■ **SUPPLIED INFORMATION**
◆ ◆ ◆ ◆ ◆ ◆ ◆

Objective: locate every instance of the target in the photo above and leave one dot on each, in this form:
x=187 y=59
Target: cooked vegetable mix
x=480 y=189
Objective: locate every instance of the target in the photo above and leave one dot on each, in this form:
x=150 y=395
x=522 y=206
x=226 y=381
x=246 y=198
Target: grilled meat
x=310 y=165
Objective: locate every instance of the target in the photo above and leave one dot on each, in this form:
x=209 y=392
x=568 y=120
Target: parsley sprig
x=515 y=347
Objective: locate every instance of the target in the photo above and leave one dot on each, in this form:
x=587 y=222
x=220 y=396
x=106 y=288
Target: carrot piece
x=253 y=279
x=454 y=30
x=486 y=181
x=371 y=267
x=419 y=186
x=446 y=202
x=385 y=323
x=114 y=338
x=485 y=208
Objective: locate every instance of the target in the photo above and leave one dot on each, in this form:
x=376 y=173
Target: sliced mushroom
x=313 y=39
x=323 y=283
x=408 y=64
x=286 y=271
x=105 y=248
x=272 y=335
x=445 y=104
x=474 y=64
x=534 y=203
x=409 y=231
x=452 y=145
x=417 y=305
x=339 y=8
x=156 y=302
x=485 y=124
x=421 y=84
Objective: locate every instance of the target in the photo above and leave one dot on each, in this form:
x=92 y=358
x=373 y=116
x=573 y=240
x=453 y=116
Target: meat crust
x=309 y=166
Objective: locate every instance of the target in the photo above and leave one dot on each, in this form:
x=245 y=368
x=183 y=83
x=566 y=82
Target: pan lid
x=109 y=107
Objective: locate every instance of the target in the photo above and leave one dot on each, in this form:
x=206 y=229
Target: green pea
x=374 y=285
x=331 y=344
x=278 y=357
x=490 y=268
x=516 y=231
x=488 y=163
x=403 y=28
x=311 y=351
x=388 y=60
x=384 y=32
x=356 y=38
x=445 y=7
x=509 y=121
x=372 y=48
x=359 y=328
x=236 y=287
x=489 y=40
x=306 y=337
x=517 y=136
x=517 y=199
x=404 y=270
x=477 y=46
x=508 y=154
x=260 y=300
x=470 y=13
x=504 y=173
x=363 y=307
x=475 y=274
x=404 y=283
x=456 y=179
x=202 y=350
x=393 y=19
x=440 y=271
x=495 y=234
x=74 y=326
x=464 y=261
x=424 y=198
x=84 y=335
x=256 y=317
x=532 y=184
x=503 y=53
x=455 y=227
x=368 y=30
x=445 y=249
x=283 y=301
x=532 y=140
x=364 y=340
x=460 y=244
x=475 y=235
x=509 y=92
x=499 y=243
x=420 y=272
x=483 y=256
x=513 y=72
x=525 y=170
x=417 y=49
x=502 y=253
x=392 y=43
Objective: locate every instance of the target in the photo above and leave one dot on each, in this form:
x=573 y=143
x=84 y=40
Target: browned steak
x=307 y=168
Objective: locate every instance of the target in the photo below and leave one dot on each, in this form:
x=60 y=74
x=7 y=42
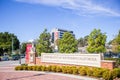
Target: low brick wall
x=104 y=63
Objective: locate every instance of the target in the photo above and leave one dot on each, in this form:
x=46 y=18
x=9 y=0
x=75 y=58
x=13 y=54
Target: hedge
x=83 y=71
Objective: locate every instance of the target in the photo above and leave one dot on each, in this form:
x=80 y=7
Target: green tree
x=44 y=43
x=6 y=42
x=68 y=44
x=116 y=44
x=96 y=41
x=83 y=41
x=23 y=47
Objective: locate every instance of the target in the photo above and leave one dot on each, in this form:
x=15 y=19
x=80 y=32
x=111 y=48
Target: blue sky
x=28 y=18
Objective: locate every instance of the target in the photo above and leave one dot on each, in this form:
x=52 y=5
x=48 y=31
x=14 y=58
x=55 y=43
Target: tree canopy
x=96 y=42
x=82 y=41
x=44 y=44
x=67 y=44
x=116 y=44
x=6 y=40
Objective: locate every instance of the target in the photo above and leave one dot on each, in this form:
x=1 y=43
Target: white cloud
x=83 y=7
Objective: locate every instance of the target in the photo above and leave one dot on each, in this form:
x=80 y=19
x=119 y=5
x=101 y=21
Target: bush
x=89 y=71
x=38 y=68
x=64 y=70
x=18 y=68
x=107 y=75
x=82 y=71
x=29 y=67
x=68 y=69
x=49 y=68
x=98 y=72
x=43 y=68
x=116 y=73
x=74 y=70
x=53 y=68
x=25 y=67
x=58 y=69
x=24 y=64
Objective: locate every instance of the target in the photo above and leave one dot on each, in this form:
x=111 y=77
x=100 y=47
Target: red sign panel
x=28 y=49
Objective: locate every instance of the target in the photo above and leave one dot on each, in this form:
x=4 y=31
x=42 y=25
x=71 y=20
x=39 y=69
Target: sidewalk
x=8 y=73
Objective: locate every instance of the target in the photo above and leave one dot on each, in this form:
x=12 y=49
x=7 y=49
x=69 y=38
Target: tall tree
x=44 y=43
x=116 y=44
x=83 y=41
x=96 y=41
x=68 y=44
x=7 y=40
x=23 y=47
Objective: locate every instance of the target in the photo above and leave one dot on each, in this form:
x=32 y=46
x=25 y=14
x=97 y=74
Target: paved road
x=7 y=72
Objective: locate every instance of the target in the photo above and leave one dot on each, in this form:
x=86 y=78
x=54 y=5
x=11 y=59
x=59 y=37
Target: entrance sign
x=75 y=59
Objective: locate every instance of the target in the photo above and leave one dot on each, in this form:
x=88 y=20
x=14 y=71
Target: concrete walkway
x=8 y=73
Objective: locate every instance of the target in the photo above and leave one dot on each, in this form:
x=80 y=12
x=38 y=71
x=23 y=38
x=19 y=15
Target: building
x=58 y=34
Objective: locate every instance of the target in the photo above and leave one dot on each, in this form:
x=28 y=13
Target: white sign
x=75 y=59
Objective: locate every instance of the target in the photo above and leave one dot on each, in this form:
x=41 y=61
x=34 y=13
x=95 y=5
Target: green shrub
x=24 y=64
x=48 y=68
x=29 y=67
x=74 y=70
x=98 y=72
x=38 y=68
x=116 y=73
x=43 y=68
x=25 y=67
x=68 y=69
x=18 y=68
x=82 y=71
x=53 y=68
x=64 y=69
x=107 y=75
x=58 y=69
x=89 y=71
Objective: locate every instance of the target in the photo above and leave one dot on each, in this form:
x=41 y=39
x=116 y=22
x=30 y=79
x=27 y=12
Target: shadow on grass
x=25 y=77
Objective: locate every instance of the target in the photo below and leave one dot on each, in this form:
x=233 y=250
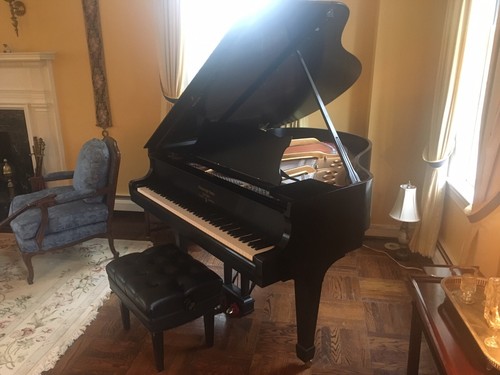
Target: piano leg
x=307 y=298
x=239 y=295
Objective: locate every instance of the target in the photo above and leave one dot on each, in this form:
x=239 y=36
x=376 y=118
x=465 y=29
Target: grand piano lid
x=254 y=80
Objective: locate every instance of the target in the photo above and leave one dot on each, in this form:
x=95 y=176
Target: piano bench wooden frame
x=143 y=283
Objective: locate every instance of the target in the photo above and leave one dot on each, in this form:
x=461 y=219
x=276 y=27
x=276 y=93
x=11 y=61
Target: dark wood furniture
x=165 y=287
x=452 y=346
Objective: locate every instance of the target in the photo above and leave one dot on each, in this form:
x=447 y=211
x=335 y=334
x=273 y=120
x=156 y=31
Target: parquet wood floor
x=363 y=328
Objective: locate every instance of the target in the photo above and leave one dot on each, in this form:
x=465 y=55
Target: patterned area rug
x=39 y=322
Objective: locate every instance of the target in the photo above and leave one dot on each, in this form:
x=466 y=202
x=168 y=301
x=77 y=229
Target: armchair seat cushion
x=62 y=217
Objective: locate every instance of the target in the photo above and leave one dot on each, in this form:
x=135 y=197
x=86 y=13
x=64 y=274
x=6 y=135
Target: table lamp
x=404 y=210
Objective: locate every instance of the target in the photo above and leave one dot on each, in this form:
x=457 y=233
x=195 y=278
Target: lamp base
x=401 y=252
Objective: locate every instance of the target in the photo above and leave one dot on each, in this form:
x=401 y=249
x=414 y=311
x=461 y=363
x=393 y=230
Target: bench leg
x=208 y=320
x=157 y=338
x=125 y=316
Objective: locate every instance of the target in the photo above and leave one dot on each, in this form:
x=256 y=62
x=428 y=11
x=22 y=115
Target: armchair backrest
x=92 y=167
x=114 y=167
x=97 y=168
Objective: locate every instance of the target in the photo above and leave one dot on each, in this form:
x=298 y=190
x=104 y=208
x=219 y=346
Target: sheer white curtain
x=487 y=193
x=170 y=47
x=440 y=144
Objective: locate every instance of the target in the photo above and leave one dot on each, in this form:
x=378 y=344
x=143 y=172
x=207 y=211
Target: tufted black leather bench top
x=163 y=281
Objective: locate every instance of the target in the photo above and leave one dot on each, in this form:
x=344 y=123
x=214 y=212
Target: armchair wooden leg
x=111 y=242
x=27 y=261
x=208 y=320
x=125 y=316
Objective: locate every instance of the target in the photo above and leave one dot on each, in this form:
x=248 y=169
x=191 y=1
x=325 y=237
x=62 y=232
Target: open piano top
x=219 y=158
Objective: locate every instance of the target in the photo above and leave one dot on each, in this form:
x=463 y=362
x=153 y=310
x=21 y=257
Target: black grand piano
x=273 y=202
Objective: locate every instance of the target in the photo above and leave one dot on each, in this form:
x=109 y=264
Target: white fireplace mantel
x=27 y=83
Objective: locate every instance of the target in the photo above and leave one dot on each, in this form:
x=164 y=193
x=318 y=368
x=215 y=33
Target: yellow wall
x=456 y=230
x=397 y=42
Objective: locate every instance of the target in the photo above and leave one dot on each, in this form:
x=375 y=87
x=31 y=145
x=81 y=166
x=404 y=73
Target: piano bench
x=165 y=287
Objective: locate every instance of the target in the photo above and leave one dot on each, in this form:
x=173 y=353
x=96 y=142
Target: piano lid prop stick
x=353 y=176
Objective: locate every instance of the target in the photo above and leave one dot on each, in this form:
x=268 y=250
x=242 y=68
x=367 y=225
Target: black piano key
x=249 y=238
x=260 y=243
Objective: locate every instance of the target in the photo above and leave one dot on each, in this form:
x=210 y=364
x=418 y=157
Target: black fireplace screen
x=15 y=148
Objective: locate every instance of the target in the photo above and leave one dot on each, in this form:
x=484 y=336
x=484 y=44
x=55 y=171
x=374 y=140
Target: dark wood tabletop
x=451 y=344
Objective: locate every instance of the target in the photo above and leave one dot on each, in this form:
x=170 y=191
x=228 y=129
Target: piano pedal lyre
x=238 y=301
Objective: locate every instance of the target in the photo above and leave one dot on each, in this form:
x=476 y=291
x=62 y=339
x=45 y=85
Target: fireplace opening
x=15 y=148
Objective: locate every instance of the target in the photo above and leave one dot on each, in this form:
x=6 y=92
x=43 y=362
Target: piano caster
x=305 y=354
x=233 y=310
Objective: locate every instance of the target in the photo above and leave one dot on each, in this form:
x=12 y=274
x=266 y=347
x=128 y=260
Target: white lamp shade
x=405 y=208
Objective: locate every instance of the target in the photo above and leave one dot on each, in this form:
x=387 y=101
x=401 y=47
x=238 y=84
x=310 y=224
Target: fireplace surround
x=27 y=84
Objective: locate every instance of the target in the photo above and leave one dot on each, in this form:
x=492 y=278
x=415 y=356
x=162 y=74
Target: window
x=204 y=24
x=467 y=113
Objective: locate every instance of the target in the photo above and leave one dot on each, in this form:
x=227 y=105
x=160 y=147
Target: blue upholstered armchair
x=62 y=216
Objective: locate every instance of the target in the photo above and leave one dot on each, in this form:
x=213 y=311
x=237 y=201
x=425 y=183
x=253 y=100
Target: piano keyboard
x=231 y=234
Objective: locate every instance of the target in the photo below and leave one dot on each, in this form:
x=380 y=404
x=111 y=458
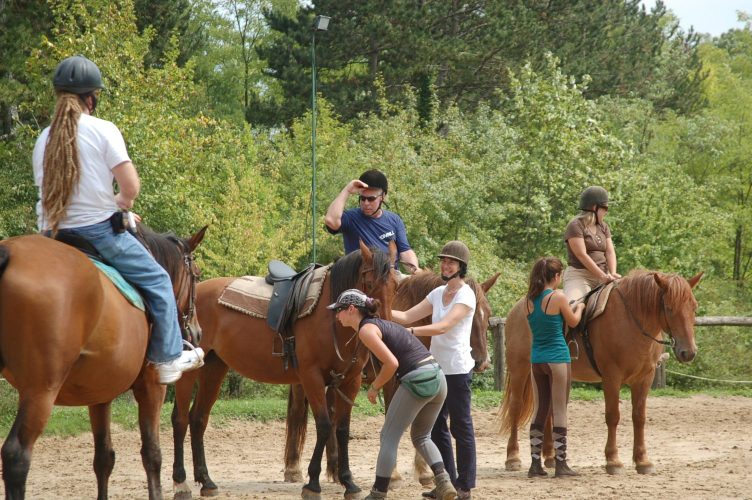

◆ ◆ ◆ ◆ ◆ ◆ ◆

■ **GIVEN REQUEST**
Reproduce word for word the lines from the very first one above down to and including the line that contains "x=480 y=189".

■ **SOLUTION TO THIS PROBLEM**
Objective: locate every instance of the target in the photo above and leave one dot on each, in this form:
x=187 y=59
Target: cooked vegetable mix
x=480 y=189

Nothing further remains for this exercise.